*TEXT PASSAGE*
P-T path from Cpx-Hbl-Pl symplectites
Eclogites are rocks formed at great depth, as for example when crustal material is subducted during continental collision. Remarkably, later in the collision process, some of this material is returned to the surface from depths of 60 - 120 km or more by mechanisms that are still poorly understood. However, different mechanisms would lead to different pressure-temperature paths during exhumation, so a record preserved in the rocks is very valuable for discriminating among processes.
Eclogites of basaltic composition consist mainly of garnet and omphacite, a sodium-rich pyroxene. Na-rich pyroxene is stable only at high pressure, and tends to break down on exhumation to a less Na-rich pyroxene plus plagioclase. Commonly, this takes the form of an intimate intergrowth called symplectite.
This page describes work in progress to extract information about the pressure-temperature path from these intergrowths, using samples from the Western Gneiss complex of Norway. A first report was presented at the Mineralogical Society Winter Meeting in Derby, January 2002.
Eclogite from western Norway, composed of red garnet and green omphacite.
Lobate symplectite colony seen in false-colour backscattered electron image.
Na-poor pyroxene is yellow, plagioclase black, omphacite purple.
A symplectite colony nucleates on a grain boundary between two omphacite grains and grows into the grain on one side. The pyroxene in the colony retains structural continuity with the omphacite grain on the other side of the boundary.
We can infer that the symplectite
- Starts growing when the rock is sufficiently out of equilibrium to nucleate the products.
- Stops growing when the temperature is too low for the diffusion of reactant species
Composition trends across the colonies
At this stage of the project, two samples have been studied in detail. One, sample H64a, is from Drage, within the zone of ultra-high pressure (UHP) eclogites on the Stadlandet peninsula, and the other, sample M158, is from the road sections at Krokenakken on Nordfjord. The symplectites were analysed on the JEOL JSM-840A scanning electron microscope equipped with an Oxford Instruments Isis 300 EDS analytical system, using natural and synthetic standards for the major elements and a ZAF correction procedure.
In all samples examined to date, the intergrowth also contains amphibole.
Detail of symplectite colony in backscattered
Both pyroxene and amphibole show systematic composition variations across the colony that are consistent with gradually changing conditions during growth. Pyroxene becomes poorer in sodium. Amphibole becomes poorer in Al, Na and Fe3+.
The fact that these trends are preserved suggests that the mineral compositions in the intergrowths have not been changed significantly after growth, and so could be used to retrieve the record of changing conditions during growth.
To reconstruct the P-T path, we need reliable thermometer and barometer equilibria involving only the phases in the symplectite, i.e. pyroxene, amphibole and plagioclase. There is no free silica in the intergrowths (although it is present in the matrix of the rock), and the activity of H2O is also unknown.

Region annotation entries
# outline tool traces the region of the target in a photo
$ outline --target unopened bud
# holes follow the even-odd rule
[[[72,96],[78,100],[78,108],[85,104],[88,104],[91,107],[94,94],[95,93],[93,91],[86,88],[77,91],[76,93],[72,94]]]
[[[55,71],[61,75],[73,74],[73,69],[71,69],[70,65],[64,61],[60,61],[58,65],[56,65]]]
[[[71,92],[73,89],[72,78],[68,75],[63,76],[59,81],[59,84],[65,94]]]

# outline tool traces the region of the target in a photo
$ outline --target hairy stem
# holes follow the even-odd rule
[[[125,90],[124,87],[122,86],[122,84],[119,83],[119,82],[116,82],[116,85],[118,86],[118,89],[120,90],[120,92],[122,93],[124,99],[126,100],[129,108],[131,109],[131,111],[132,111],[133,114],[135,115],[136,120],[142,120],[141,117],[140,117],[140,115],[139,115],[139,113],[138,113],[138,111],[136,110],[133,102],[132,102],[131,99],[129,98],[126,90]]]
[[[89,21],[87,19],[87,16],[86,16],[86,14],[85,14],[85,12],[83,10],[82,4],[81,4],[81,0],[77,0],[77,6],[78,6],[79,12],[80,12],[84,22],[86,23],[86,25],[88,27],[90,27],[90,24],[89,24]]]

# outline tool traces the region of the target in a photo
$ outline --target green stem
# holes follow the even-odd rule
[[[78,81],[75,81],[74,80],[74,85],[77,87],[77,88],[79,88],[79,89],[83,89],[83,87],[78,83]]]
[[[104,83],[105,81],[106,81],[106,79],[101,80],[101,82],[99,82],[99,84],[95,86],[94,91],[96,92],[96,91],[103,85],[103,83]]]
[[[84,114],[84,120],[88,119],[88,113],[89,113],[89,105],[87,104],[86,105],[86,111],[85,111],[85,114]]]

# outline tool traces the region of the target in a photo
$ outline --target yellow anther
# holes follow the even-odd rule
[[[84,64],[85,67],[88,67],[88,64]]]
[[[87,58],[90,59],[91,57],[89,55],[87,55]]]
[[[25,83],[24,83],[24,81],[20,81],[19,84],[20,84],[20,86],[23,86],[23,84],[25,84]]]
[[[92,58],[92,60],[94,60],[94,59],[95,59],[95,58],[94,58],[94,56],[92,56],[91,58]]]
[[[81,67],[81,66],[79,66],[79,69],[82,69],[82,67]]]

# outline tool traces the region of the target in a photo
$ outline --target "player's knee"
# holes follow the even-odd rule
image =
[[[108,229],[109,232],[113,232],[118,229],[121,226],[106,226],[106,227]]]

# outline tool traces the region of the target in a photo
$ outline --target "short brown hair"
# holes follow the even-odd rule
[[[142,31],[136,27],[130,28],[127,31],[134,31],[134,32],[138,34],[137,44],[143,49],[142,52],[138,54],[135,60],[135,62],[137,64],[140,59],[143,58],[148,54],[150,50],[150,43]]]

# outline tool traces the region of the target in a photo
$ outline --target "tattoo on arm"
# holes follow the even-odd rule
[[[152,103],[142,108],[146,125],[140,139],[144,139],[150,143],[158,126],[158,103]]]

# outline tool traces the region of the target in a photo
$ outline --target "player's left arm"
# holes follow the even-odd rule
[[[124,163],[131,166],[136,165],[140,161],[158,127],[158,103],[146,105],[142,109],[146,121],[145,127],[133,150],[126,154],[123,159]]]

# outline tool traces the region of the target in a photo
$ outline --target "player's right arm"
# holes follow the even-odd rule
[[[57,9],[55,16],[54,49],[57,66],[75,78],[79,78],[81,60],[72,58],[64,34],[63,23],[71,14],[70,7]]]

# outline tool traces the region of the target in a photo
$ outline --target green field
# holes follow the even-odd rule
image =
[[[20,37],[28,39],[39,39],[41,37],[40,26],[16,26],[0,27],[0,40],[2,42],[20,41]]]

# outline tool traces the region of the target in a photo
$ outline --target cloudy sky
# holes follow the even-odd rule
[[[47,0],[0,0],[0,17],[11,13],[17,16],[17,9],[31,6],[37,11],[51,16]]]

*WHAT NEEDS TO BE DONE*
Extend the passage on pressure-temperature paths recorded in eclogite symplectites, picking up right after its final sentence.

*ANSWER FOR THIS EXERCISE*
A useful geothermometer is the distribution of Na and Ca between plagioclase and certain sites in amphibole (the "hornblende - plagioclase thermometer") as calibrated by Holland and Blundy (1994). These authors calibrated two thermometers, based on the equilibria
- Ed + 4Qtz = Tr + Ab (the edenite-tremolite thermometer)
- Ed + Ab = Ri + An (the edenite-richterite thermometer)
The second of these thermometers is applicable to the symplectites.
The finer the scale of the intergrowth, the lower the temperature
recorded by the equilibrium between amphibole and plagioclase
In practice, temperatures calculated from the silica-saturated edenite-tremolite thermometer are generally slightly lower than, though within error of, the edenite-richterite temperatures. This would not be the case if the activity of SiO2 were significantly less than 1.
A convenient and reliable geobarometer would be the equilibrium jadeite + quartz = albite, but for the absence of free silica in the intergrowths. However, it is possible to combine this equilibrium with relationships among the phase components of amphibole in order to eliminate silica, and yet keep the barometer free from dependence on water activity. The new Cpx-Pl-Hbl barometer equilibrium is
4 jadeite + tremolite = 3 albite + edenite
This equilibrium can be calibrated using the latest version (May 2001) of the thermodynamic data set described by Holland and Powell (1998). Data are available for pargasite and tschermakite, rather than for edenite, so the calibrated equilibrium is of the form 8jd + tr + ts = 2parg + 6 ab. A linearised calibration, centred on 650°C, 12 kbar, is:
0 = 59.34 - 0.35064T(K) + 11.924P(kbar) + RTlnK
The activities of amphibole end members are calculated according to Dale et al. (2000). Tim Holland's program AX provides a convenient way of calculating these. The activity of jadeite uses a two-site non-ideal model, formulated either after Holland (1990) or after Holland and Powell (1996). The albite component in sodic plagioclase can be assumed to be ideal.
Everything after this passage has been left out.